Records from a dataset
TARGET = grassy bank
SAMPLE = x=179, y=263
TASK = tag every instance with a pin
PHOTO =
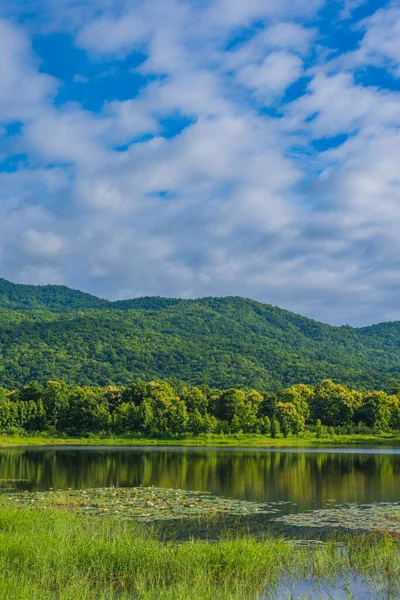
x=55, y=555
x=237, y=440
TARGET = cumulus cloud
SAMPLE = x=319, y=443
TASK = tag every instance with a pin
x=23, y=89
x=211, y=177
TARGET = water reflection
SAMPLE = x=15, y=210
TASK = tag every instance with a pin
x=308, y=479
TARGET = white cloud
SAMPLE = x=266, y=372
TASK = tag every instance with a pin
x=43, y=243
x=273, y=76
x=117, y=35
x=381, y=42
x=23, y=90
x=238, y=202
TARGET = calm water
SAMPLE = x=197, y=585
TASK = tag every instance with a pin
x=305, y=479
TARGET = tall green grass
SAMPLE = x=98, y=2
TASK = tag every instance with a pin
x=53, y=555
x=304, y=440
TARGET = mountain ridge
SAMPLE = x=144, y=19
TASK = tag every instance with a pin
x=53, y=332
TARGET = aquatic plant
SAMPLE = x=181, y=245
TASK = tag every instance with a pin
x=380, y=517
x=142, y=503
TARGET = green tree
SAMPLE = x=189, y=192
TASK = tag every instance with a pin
x=289, y=419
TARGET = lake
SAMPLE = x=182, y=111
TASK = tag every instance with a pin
x=304, y=479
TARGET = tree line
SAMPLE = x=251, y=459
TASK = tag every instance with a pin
x=170, y=408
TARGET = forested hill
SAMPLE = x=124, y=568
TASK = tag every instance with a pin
x=52, y=332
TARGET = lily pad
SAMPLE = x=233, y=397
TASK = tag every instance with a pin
x=141, y=503
x=379, y=517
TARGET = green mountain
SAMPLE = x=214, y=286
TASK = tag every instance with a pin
x=53, y=332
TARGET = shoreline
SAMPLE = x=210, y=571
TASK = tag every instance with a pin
x=212, y=441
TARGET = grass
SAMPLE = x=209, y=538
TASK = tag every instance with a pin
x=54, y=555
x=306, y=440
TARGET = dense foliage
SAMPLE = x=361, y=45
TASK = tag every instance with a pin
x=52, y=332
x=173, y=408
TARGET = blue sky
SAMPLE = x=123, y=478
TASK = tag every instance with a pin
x=201, y=148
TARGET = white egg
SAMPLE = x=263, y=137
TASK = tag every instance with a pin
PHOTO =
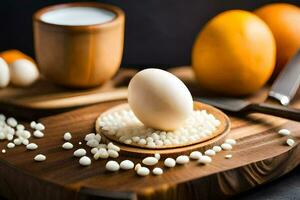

● WHAT YOU WILL DO: Out of the data above, give again only the lines starting at the one holding "SAMPLE = x=144, y=19" and ending at the one holding "SAMPLE = x=124, y=568", unchanged.

● RESPONSE TO THE EXERCISE:
SAMPLE = x=144, y=19
TASK = tag every instance with a pin
x=53, y=332
TARGET = aquatic plant
SAMPLE = x=181, y=245
TASK = tag every instance with a pin
x=380, y=517
x=142, y=503
TARGET = green tree
SAMPLE = x=189, y=192
TASK = tag every instance with a pin
x=289, y=419
TARGET = lake
SAMPLE = x=182, y=111
TASK = tag every instance with a pin
x=304, y=479
TARGET = tree line
SAMPLE = x=251, y=459
TASK = tag every instance with a pin
x=170, y=408
TARGET = forested hill
SAMPLE = x=124, y=568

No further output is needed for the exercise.